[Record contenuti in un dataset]
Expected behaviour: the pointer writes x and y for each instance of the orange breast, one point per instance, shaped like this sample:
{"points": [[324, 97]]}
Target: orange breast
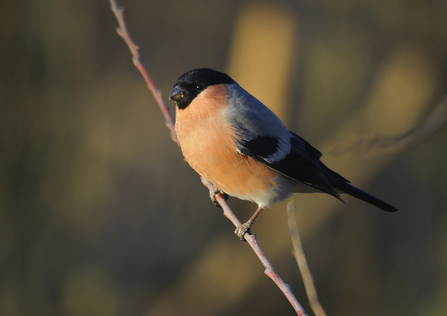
{"points": [[207, 142]]}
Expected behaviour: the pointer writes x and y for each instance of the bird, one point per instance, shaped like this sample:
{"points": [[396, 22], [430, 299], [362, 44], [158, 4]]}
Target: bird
{"points": [[238, 144]]}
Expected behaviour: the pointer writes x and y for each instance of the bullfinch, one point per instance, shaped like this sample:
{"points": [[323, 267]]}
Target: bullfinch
{"points": [[240, 146]]}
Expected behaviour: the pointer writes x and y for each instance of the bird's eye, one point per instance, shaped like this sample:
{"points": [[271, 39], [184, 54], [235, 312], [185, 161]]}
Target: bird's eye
{"points": [[200, 86]]}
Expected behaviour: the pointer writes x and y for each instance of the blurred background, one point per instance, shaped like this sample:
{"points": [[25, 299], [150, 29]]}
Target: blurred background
{"points": [[99, 214]]}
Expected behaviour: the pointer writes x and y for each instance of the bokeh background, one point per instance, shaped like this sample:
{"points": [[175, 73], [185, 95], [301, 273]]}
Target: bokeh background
{"points": [[99, 214]]}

## Istruzioni del compito
Ricopia fedelmente tutte le voci riportate sopra, senza includere le immagini.

## Risultato finale
Expected behaviour: the pointer writes x and y for each instance of the orange breast, one point per instance, shaped like this sample:
{"points": [[324, 97]]}
Target: orange breast
{"points": [[207, 142]]}
Expected behaviour: the pointer writes x and y for each instance of the bird, one point per instance, shaped like this sample:
{"points": [[396, 22], [430, 299], [362, 44], [158, 4]]}
Target: bird
{"points": [[238, 144]]}
Expected behaviour: the pointer writes x and y for each instance of the bullfinch, one point per instance, shaped like this sample:
{"points": [[323, 267]]}
Target: bullfinch
{"points": [[240, 146]]}
Expected behaviour: the pointer writes x and y for each instance of the bird's eye, one point per instance, shaped like this sample:
{"points": [[271, 39], [184, 54], [235, 312], [185, 161]]}
Target: bird's eye
{"points": [[200, 86]]}
Expected behaviour: the pointer writes x and y for each instance of the blurred background, one point per instance, shaped like this sample:
{"points": [[25, 299], [150, 29]]}
Target: blurred background
{"points": [[99, 214]]}
Expected behaviour: the pointer writes x and y for each instance of the bokeh background, one point per instance, shaped like this sample:
{"points": [[175, 73], [185, 95], [301, 273]]}
Target: bokeh background
{"points": [[99, 214]]}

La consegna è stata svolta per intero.